Text passage:

########################################

In 1999, Edward Hooper published a book entitled The River: A Journey to the Source of HIV and AIDS. The central hypothesis was that the origin of AIDS could be traced to oral poliovirus vaccines that were administered in the Belgian Congo between 1957 and 1960. This assertion was based on the following assumptions:
- all poliovirus vaccines were grown in monkey kidney cells
- those cells were contaminated with simian immunodeficiency virus (SIV), which is closely related to HIV
- people were inadvertently infected with SIV that then mutated to HIV and caused the AIDS epidemic.

########################################

Provided material:
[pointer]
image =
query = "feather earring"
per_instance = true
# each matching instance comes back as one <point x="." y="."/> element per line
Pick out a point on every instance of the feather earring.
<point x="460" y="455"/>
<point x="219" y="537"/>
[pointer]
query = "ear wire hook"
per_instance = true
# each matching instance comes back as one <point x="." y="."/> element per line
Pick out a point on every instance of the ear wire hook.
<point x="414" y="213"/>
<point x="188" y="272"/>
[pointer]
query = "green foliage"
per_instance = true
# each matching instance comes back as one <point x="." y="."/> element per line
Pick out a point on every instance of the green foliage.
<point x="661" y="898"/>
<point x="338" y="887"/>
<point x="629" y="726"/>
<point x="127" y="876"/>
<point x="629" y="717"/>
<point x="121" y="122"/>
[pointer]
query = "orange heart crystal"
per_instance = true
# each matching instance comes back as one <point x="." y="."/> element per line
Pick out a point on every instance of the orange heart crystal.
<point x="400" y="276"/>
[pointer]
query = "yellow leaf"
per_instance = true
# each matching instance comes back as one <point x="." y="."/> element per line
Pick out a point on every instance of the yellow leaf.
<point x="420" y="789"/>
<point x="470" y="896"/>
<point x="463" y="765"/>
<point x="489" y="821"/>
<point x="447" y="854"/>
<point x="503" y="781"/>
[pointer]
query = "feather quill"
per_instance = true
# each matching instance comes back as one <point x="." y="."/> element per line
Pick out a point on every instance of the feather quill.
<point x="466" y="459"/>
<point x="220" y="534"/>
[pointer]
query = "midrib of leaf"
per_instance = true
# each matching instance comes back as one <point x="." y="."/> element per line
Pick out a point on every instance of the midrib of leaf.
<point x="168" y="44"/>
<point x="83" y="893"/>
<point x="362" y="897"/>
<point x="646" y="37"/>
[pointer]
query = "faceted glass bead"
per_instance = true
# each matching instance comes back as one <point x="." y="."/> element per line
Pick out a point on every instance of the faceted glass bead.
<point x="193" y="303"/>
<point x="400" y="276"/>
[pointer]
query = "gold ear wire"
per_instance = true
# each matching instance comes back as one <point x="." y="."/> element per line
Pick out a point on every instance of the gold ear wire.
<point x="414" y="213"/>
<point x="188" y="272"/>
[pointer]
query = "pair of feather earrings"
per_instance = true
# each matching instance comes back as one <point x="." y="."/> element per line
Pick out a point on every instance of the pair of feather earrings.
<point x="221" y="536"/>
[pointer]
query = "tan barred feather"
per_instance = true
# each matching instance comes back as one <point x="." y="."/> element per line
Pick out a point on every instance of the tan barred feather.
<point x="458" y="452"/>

########################################

The task: Please continue the passage on the theory that oral polio vaccines caused AIDS, starting right after its list of assumptions.

Result for this task:
The following facts, however, exonerate polio vaccines as a cause of AIDS:
- SIV is found in chimpanzees, not monkeys, and chimpanzee cells were never used to grow polio vaccine
- SIV and HIV are not very close genetically and mutation from SIV to HIV would have required centuries, not years
- Both SIV and HIV are enveloped viruses that are easily disrupted by extremes of pH. If given by mouth (as was OPV), both of these viruses would likely be destroyed in the acid environment of the stomach
- Original lots of the polio vaccine (including those used in Africa for the polio vaccine trials) did not contain HIV, SIV, or chimpanzee genetic sequences when analyzed by molecular amplification techniques
Unfortunately, fears of polio vaccine based on this unfounded theory adversely affected vaccine use where it is need most—in the developing world where the last vestiges of wild type poliovirus reside.
—Marshall, Gary S. “Addressing Concerns About Vaccines.” The Vaccine Handbook: A Practical Guide for Clinicians. 3rd ed. New York: Professional Communications, Inc., 2010. 234-235. Print.